[Data extracted from a collection]
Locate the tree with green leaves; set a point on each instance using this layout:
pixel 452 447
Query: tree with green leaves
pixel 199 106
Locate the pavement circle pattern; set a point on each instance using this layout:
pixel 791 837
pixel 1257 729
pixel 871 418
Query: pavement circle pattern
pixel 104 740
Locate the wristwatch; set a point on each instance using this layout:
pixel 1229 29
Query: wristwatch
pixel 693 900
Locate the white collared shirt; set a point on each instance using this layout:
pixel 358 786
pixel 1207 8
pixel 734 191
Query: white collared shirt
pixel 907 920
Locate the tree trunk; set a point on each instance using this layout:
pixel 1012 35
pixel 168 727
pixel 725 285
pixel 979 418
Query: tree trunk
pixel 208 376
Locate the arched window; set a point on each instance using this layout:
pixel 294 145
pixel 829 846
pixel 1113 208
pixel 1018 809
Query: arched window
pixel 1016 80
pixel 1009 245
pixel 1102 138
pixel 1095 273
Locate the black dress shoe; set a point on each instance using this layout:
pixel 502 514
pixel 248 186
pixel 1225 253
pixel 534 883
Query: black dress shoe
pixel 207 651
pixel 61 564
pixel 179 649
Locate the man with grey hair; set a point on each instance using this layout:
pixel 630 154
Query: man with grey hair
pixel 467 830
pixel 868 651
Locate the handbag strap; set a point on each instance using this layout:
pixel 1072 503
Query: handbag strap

#### WORK ITEM
Quote each line above in full, word for word.

#### EXERCISE SOLUTION
Locate the tree with green leaves; set a point on each instance using this layout:
pixel 452 447
Query: tree with green leaves
pixel 199 106
Locate the pavement circle pattern; set a point on each instance using this layout:
pixel 791 837
pixel 1257 729
pixel 871 418
Query: pavement circle pattern
pixel 104 740
Locate the wristwatch; set a point on each instance using this layout:
pixel 1229 29
Query: wristwatch
pixel 693 900
Locate the white collared shirt; set a point on each instance using this layout:
pixel 358 786
pixel 1207 8
pixel 734 191
Query: white collared shirt
pixel 907 920
Locate the tree trunk; set a point on each instance using this layout:
pixel 1012 35
pixel 168 727
pixel 725 285
pixel 979 418
Query: tree trunk
pixel 208 376
Locate the arched window; set a point on each instance using this layout:
pixel 294 145
pixel 829 846
pixel 1113 208
pixel 1018 809
Query: arched window
pixel 1016 80
pixel 1009 245
pixel 1102 138
pixel 1095 273
Locate the black dress shoe; set a point on each instance using this layout:
pixel 502 514
pixel 248 186
pixel 1225 253
pixel 534 883
Query: black dress shoe
pixel 207 651
pixel 61 564
pixel 179 649
Locate the man with grey hair; set a point on each instance using this layout:
pixel 630 154
Query: man with grey hair
pixel 467 830
pixel 868 651
Locate the handbag strap; set a point on each instance using this layout:
pixel 1072 503
Query: handbag strap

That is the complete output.